** What is being asked **
The lines of the records that include "white" should all be copied.
[Records for the task — start]
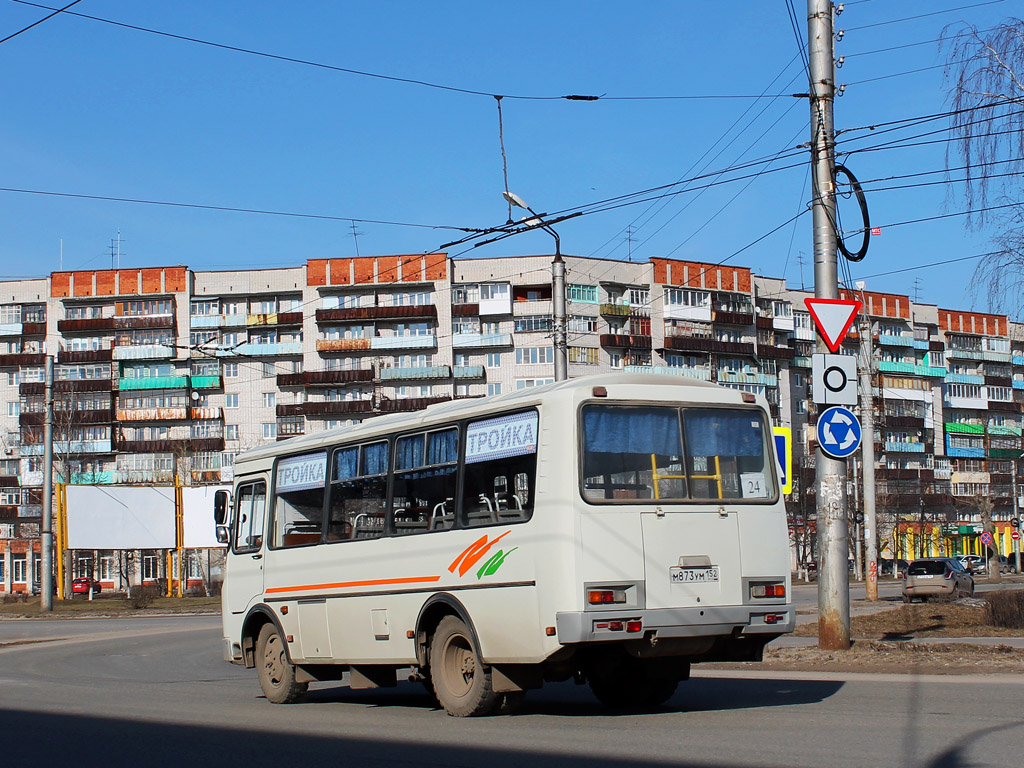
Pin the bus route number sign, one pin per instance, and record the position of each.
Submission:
(679, 574)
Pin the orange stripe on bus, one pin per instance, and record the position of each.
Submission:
(369, 583)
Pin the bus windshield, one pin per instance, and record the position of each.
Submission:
(651, 453)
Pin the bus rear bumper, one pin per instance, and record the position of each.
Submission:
(590, 627)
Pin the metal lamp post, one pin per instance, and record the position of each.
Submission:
(557, 286)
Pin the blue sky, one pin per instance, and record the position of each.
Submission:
(97, 110)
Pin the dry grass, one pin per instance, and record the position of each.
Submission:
(925, 620)
(109, 605)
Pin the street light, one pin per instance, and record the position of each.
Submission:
(557, 285)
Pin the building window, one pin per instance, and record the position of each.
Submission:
(583, 294)
(529, 383)
(534, 355)
(582, 324)
(584, 355)
(530, 323)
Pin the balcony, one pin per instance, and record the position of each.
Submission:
(1005, 429)
(697, 344)
(776, 352)
(965, 379)
(23, 358)
(86, 324)
(421, 311)
(85, 355)
(68, 385)
(626, 342)
(701, 374)
(411, 403)
(153, 414)
(70, 448)
(274, 318)
(143, 322)
(894, 367)
(143, 352)
(156, 382)
(36, 418)
(414, 373)
(737, 377)
(171, 444)
(732, 318)
(897, 446)
(342, 345)
(477, 341)
(894, 340)
(614, 310)
(326, 408)
(309, 378)
(265, 349)
(205, 382)
(427, 341)
(469, 372)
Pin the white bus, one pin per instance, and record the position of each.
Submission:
(613, 529)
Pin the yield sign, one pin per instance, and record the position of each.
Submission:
(834, 317)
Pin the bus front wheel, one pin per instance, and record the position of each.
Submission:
(461, 680)
(276, 674)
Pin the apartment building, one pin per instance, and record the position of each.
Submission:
(170, 372)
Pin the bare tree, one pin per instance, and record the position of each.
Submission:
(985, 85)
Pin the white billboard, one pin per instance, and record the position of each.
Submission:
(198, 511)
(117, 517)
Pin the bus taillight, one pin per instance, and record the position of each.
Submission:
(768, 589)
(604, 597)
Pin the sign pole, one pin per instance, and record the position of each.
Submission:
(834, 577)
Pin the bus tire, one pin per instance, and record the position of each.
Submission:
(629, 686)
(276, 674)
(462, 681)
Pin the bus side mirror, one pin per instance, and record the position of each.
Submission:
(220, 506)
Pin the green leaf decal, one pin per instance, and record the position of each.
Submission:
(494, 563)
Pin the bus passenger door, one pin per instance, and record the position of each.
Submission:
(244, 580)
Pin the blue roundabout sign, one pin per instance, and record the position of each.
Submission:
(839, 432)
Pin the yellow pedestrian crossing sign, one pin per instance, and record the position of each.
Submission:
(783, 454)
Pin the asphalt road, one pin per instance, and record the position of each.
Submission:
(155, 692)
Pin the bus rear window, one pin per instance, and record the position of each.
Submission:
(671, 454)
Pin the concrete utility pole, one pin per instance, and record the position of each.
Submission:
(834, 576)
(867, 460)
(558, 314)
(46, 540)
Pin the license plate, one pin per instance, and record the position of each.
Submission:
(692, 576)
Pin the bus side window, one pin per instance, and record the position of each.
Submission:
(250, 516)
(501, 470)
(298, 508)
(426, 466)
(358, 492)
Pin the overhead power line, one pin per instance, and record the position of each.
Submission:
(44, 18)
(392, 78)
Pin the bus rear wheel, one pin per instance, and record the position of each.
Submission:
(276, 674)
(630, 684)
(462, 681)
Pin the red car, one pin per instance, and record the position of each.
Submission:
(81, 587)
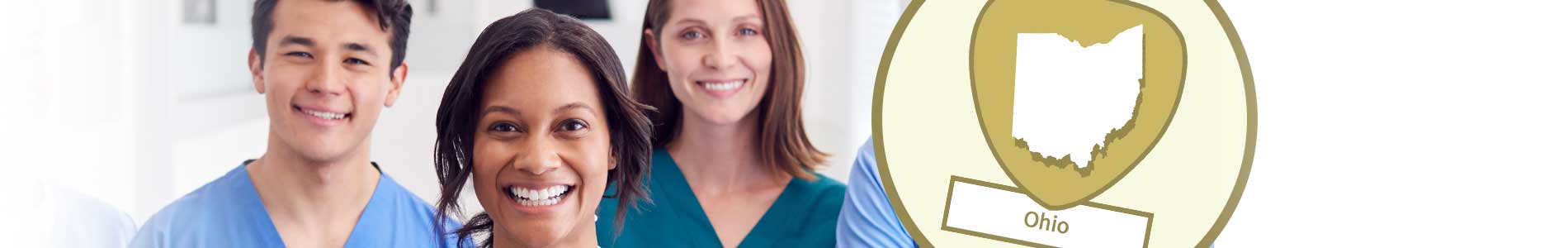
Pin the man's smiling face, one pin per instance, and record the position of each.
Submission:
(325, 73)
[Records for the task — finish]
** Task output **
Pin the white bus, one pin per instance, and record the position of each.
Pin the white billboard, one pin per instance, and record the position of each.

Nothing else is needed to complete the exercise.